## Stored records
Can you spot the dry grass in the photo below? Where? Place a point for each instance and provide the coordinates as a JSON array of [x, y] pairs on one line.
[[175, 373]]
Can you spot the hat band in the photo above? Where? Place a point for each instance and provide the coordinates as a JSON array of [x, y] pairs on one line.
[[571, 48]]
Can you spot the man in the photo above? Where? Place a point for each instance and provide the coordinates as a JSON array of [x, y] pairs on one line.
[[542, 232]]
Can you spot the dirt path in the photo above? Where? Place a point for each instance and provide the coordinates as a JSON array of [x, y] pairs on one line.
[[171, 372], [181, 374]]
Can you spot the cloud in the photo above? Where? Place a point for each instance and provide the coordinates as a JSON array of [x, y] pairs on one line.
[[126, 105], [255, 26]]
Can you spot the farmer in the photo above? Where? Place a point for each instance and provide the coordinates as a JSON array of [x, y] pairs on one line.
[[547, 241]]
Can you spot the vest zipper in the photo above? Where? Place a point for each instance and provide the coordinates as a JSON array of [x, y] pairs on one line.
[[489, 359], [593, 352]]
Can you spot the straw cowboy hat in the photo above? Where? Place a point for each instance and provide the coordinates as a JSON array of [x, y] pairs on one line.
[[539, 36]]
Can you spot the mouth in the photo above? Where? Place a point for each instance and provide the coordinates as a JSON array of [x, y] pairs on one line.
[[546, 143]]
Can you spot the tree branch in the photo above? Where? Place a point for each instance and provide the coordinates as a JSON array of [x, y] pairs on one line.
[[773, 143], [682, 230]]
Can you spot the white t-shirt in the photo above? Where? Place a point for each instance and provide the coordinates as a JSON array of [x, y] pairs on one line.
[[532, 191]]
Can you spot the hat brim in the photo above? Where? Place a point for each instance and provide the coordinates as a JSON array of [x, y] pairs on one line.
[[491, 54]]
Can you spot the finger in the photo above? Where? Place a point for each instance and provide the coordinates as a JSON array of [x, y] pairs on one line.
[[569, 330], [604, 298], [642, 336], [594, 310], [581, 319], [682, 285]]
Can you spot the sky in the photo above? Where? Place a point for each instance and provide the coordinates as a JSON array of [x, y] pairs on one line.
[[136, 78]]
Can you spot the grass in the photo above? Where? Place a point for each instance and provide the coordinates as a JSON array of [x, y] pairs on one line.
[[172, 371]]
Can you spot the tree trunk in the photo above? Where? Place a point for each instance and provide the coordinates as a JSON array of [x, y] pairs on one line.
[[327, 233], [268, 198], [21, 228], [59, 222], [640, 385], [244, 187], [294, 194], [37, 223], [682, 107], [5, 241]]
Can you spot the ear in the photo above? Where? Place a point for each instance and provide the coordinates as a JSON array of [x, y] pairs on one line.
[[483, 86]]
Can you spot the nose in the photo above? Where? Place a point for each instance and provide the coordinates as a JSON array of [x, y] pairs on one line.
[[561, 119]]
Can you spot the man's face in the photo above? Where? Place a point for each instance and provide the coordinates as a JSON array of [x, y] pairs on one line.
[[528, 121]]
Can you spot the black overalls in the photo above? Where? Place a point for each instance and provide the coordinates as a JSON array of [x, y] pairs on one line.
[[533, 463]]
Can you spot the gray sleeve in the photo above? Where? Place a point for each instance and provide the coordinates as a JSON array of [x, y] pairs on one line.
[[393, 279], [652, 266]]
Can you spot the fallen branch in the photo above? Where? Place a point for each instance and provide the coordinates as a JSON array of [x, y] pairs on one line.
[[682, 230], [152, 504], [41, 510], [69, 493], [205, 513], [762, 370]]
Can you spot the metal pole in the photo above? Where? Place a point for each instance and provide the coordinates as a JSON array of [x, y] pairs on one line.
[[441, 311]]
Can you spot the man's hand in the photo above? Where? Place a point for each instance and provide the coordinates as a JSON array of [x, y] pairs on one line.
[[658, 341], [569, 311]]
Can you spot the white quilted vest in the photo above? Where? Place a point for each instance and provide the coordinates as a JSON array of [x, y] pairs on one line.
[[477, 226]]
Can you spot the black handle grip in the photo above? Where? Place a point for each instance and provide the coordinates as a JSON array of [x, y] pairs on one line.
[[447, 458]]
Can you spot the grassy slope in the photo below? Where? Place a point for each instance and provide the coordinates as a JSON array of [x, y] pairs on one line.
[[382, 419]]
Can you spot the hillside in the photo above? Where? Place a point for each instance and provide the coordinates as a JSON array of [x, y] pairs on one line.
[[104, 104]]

==

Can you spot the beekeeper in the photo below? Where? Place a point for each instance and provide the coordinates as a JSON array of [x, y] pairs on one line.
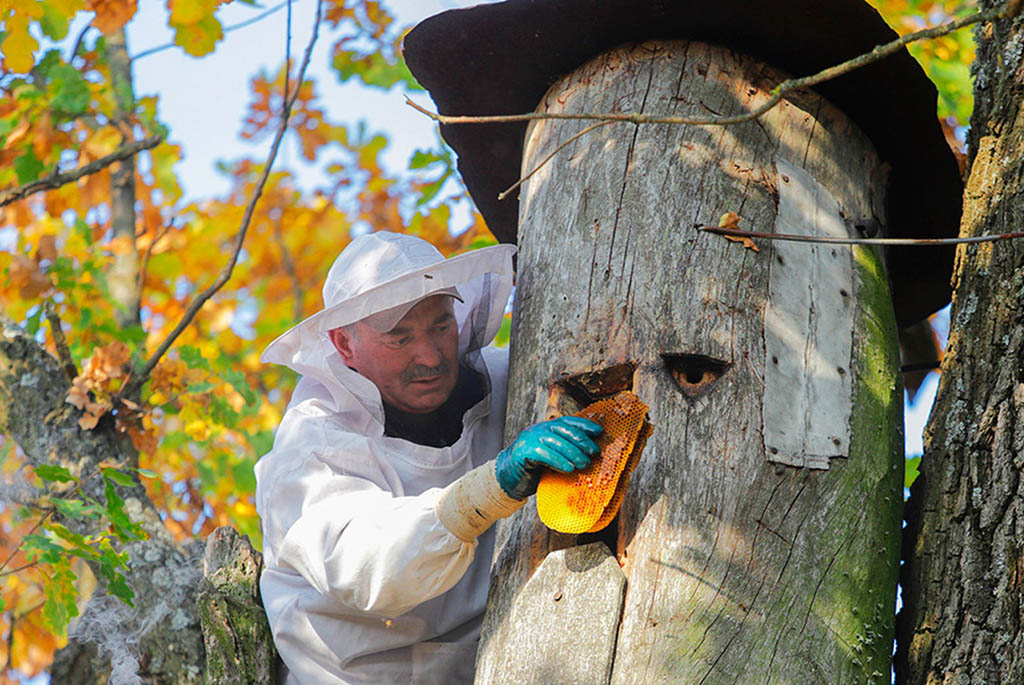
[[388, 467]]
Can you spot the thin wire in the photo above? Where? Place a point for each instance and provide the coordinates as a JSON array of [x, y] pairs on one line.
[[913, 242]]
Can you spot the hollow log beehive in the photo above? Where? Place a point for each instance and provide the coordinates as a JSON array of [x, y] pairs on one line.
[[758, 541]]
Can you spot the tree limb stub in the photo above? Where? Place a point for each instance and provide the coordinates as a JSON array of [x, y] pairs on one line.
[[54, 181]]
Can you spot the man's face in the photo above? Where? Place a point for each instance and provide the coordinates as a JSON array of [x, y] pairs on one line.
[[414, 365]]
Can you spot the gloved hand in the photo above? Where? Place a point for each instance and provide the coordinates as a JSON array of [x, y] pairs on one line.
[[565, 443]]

## What you have to do
Quote the data word for word, starting with the line that contains "Can you spot the farmer" and going on through the line that contains "[[491, 54]]", both of those lines included.

## Exercise result
Can you spot the farmer in the photo above? Where? Place a point for each instance and provide the coordinates as a JSON array of [x, y] pairs on one line.
[[547, 241]]
Can you spot the vest zipper in the photo above? Where? Place a point for each instance and provide the coordinates as a JSON array of [x, y] pairs on one line.
[[489, 359], [593, 352]]
Can you spot the straw cowboy hat in the photo above? Where? Place a point for each instance and provide the coordinates as a JSON array of [x, y] pairs on one line.
[[539, 36]]
Can you spot the mouth in the photo above? Where? Place a point for each instance and provide the coordinates as a JSON array of [x, y] pairs on one line.
[[546, 143]]
Can you spot the tree branch in the photo above? Where? Place a point for each instance and provide the coordinates as a JSON array of [x, y] pairs on one line.
[[773, 143], [682, 230]]
Can you spot the white t-shirt in the photo above? Where? Place a point for each instance and provide the coordinates as a JSON array of [x, y] pairs on one line.
[[532, 191]]
Can you spot the hat brim in the photo above? Where? Place a point for each instance and provide the coordinates as a JSON array of [x, y] pairs on one line.
[[491, 54]]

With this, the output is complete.